• Your goal
Reproduce every item below word for word, keeping the order in which they appear.

• Extracted entries
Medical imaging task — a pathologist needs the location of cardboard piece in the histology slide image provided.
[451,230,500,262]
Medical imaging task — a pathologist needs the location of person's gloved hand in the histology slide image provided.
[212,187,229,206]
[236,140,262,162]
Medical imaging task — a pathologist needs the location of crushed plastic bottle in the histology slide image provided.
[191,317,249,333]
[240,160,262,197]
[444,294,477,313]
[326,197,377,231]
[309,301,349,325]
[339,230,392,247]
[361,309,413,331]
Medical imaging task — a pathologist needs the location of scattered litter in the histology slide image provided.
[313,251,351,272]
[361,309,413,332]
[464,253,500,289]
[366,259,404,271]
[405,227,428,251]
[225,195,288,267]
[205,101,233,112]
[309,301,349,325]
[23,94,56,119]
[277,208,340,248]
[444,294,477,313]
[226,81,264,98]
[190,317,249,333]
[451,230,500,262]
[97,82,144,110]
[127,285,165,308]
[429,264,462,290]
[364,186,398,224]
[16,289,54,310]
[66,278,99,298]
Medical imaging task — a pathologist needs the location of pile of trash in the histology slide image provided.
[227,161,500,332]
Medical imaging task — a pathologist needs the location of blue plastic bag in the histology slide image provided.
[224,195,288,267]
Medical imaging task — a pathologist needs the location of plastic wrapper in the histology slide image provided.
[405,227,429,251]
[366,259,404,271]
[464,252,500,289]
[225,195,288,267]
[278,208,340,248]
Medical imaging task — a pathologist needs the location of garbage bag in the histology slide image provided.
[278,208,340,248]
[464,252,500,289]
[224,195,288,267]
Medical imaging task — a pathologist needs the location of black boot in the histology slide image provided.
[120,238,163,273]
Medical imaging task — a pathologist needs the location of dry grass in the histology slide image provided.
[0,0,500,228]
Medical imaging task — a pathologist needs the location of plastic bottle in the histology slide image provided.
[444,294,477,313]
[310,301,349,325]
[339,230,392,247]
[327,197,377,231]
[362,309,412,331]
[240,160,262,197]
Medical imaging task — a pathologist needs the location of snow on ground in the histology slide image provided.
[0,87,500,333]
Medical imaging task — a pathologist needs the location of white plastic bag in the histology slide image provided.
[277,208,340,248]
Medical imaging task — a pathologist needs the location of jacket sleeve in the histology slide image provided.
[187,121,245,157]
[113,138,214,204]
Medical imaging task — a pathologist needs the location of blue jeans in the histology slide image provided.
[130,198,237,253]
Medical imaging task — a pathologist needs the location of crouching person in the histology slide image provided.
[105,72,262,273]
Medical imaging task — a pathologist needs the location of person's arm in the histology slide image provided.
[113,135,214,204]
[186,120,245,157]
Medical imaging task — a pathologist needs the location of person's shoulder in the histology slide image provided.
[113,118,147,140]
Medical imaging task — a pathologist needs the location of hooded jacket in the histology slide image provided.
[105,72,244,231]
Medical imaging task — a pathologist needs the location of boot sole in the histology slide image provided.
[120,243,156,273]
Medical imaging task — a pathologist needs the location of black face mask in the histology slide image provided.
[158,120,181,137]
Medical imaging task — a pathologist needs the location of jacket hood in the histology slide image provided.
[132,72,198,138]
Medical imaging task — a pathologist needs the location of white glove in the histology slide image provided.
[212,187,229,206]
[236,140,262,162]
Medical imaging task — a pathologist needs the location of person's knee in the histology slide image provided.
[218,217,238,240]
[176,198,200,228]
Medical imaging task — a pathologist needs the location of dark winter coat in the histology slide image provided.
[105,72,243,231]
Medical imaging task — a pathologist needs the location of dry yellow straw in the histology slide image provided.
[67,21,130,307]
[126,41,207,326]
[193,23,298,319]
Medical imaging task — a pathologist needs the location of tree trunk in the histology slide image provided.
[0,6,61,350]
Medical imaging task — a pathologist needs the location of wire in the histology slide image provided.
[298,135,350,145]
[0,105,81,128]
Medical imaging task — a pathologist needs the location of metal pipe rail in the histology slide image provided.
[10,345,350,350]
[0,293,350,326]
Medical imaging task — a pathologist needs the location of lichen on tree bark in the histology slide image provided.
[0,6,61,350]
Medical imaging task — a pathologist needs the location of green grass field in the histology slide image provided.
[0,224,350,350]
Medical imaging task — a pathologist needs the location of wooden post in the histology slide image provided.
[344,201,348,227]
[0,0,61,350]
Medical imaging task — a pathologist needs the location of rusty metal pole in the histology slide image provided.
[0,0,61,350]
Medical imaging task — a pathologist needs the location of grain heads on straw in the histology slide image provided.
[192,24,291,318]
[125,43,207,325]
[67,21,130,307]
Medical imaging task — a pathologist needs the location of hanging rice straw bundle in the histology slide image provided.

• Exercise solution
Medical imaging task — a pathologist needs the location of cardboard piece in the histology slide image provided.
[451,230,500,262]
Medical imaging task — a pathologist needs the location of person's gloved hand in the histology slide image provided.
[212,187,229,206]
[236,140,262,162]
Medical imaging task — a pathologist needs the location of crushed plastic bottle in the histology slide image provided.
[191,317,249,333]
[240,160,262,197]
[444,294,477,313]
[326,197,377,231]
[309,301,349,325]
[339,230,392,247]
[361,309,413,331]
Medical imaging task — a pathologist needs the location of scattered litter in the histology slide image provided.
[313,251,351,272]
[361,309,413,332]
[464,253,500,289]
[366,259,404,271]
[405,227,428,251]
[225,195,288,267]
[205,101,233,112]
[309,301,349,325]
[23,94,56,119]
[277,208,340,248]
[444,294,477,313]
[226,81,264,98]
[190,317,249,333]
[451,230,500,262]
[97,82,144,110]
[127,285,165,308]
[429,264,462,290]
[364,186,398,224]
[16,289,54,310]
[66,278,99,298]
Medical imaging task — a pathologist needs the location of pile of trash in the histology slide image provided.
[227,161,500,332]
Medical imaging task — a pathologist needs the location of blue plastic bag in the histology slide image provided.
[224,195,288,267]
Medical imaging task — a pathologist needs the location of plastic wrapper in the histology slide image provided.
[405,227,429,251]
[366,259,404,271]
[464,252,500,289]
[225,195,288,267]
[278,208,340,248]
Medical imaging task — a pathologist needs the location of garbage bag in the histology slide image provided.
[278,208,340,248]
[464,252,500,289]
[224,195,288,267]
Medical imaging task — a pathologist needs the location of black boot in the histology slide image provided.
[120,238,163,273]
Medical imaging task — a pathologist needs the location of dry grass in the histology slide image provided.
[0,0,500,228]
Medical imaging task — a pathologist needs the location of plastic bottle in the histology slide image provided.
[444,294,477,313]
[310,301,349,325]
[339,230,392,247]
[327,197,377,231]
[362,309,412,331]
[240,160,262,197]
Medical imaging task — a pathologist needs the location of snow on ground in the histology slide image provided.
[0,87,500,333]
Medical imaging task — a pathologist needs the location of white plastic bag in the histology slide image provided.
[277,208,340,248]
Medical imaging task — a pathologist needs the location of jacket sleeve in the histology slide image provided.
[187,121,245,157]
[113,138,214,204]
Medical imaging task — a pathologist needs the location of blue jeans in the histology slide image provided.
[130,198,237,253]
Medical imaging task — a pathologist needs the location of crouching person in the histology slide image provided.
[105,72,262,273]
Medical imaging task — a pathologist needs the location of person's arm in the histology slide image provided.
[113,135,214,204]
[186,120,245,157]
Medical imaging task — a pathologist needs the location of person's shoulder in the histology slide image provided.
[113,118,147,140]
Medical imaging task — a pathologist needs the location of hooded jacket in the histology slide image provided.
[105,72,244,231]
Medical imaging task — a pathologist needs the location of boot sole in the histology slide image provided.
[120,243,156,273]
Medical imaging task — a pathologist needs the location of black face mask in the histology slide image provided.
[158,120,181,137]
Medical imaging task — a pathologist needs the location of jacket hood in the histology slide image provided.
[132,72,198,138]
Medical imaging task — a pathologist needs the location of white glove in the histology slide image provided.
[212,187,229,206]
[236,140,262,162]
Medical imaging task — a pathologist needs the location of person's knee in the histology slide image provided.
[218,217,238,240]
[176,198,200,228]
Medical imaging task — a pathologist needs the location of dark winter coat in the histology slide image provided.
[105,72,243,231]
Medical imaging task — a pathologist needs the location of dry yellow straw in the histology slide image provided.
[67,21,130,307]
[126,41,207,326]
[193,23,298,319]
Medical imaging task — a pathologist needs the location of tree trunk in the histology slide image provided.
[0,6,61,350]
Medical imaging task — a pathologist needs the location of wire in the histology slide image provided.
[298,135,350,145]
[0,105,81,128]
Medical imaging task — a pathologist needs the location of metal pipe rail in the histology slide image provided.
[10,345,350,350]
[0,293,350,326]
Medical imaging task — a pathologist needs the location of lichen on tree bark in the histology slide image provided.
[0,6,61,350]
Medical imaging task — a pathologist needs the location of green grass field in the histology slide image provided.
[0,224,350,350]
Medical imaging task — a pathologist needs the location of wooden post in the histology slide image provided.
[344,201,348,227]
[0,0,61,350]
Medical imaging task — a pathologist needs the location of rusty metal pole in the histology slide image provided.
[0,0,61,350]
Medical imaging task — a pathologist needs the location of grain heads on straw in the histology slide image provided.
[192,24,291,318]
[125,43,207,325]
[67,21,130,307]
Medical imaging task — a pathologist needs the location of hanging rice straw bundle in the histology slide image provided.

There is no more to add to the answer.